What you need to do:
Copy exactly the line that contains "the wooden slat" plus all remaining lines of the data, and leave out every line before it.

*** Opening Dataset excerpts ***

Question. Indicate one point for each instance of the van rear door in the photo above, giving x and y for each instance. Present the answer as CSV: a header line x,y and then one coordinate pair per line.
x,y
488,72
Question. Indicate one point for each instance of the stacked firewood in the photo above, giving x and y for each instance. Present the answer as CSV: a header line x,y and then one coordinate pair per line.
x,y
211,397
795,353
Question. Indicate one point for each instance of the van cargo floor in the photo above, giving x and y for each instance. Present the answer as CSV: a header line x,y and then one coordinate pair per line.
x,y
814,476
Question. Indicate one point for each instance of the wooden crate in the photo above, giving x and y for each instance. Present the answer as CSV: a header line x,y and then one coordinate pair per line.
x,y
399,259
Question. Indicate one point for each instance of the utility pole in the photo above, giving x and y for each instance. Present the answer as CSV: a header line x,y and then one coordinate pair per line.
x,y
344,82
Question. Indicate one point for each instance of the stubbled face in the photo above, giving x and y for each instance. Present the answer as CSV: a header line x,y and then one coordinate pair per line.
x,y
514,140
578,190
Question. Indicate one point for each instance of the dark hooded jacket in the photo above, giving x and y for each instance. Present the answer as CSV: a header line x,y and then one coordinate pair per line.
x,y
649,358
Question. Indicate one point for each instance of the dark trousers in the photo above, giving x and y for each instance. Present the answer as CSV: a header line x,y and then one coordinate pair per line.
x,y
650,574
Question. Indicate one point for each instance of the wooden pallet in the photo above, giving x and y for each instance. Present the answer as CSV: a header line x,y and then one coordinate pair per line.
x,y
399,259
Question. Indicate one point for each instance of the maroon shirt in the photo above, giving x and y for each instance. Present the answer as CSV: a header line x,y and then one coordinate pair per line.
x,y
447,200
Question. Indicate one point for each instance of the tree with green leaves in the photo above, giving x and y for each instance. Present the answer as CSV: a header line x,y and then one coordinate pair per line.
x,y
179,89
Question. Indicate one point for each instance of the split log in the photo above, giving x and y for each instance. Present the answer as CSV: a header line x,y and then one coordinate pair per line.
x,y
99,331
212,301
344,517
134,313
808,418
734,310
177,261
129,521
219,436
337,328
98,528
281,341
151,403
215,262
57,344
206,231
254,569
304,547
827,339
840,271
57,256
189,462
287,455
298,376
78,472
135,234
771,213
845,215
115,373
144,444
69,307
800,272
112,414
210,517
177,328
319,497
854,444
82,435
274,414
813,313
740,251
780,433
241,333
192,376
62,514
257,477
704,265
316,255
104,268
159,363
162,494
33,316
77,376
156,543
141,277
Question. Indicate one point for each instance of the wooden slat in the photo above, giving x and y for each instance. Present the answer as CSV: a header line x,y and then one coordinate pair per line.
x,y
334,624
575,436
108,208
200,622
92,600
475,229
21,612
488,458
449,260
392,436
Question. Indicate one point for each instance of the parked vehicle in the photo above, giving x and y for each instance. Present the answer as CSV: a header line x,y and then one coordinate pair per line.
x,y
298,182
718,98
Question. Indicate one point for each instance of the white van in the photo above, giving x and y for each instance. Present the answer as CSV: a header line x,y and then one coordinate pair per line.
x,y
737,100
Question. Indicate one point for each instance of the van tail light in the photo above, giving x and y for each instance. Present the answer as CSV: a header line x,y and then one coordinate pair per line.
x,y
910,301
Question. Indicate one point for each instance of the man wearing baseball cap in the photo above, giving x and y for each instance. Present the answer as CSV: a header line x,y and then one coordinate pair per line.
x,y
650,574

*** Closing Dataset excerpts ***

Solution to this task:
Question. Indicate one point for each instance of the wooden slat in the photo above, giving x and y for each instance. Present the answer as CSV: a header line x,y and then one coordinate pair per line.
x,y
334,624
575,436
108,208
200,622
92,600
475,229
21,612
488,458
449,260
392,436
Question. Indicate one point for each instance of the parked vehicle in the photo above, giving x and y for each instance. Present the answer as CSV: a header line x,y and then one coordinate pair per line.
x,y
298,182
718,98
Question. Indicate one point for each instance of the white van in the photo above, giving x and y for each instance. Present the answer as CSV: a header line x,y and then one coordinate pair per line.
x,y
737,100
Question. Indicate one point for each instance of the van tail light in the photo above, giving x and y for each instance. Present the answer as CSV: a header line x,y and then one coordinate pair per line.
x,y
910,301
Question. Indicate one point for each instance of the man wearing baseball cap in the photo above, giving x and y for each instance. Present the answer as CSV: a header line x,y and then one coordinate pair per line.
x,y
650,574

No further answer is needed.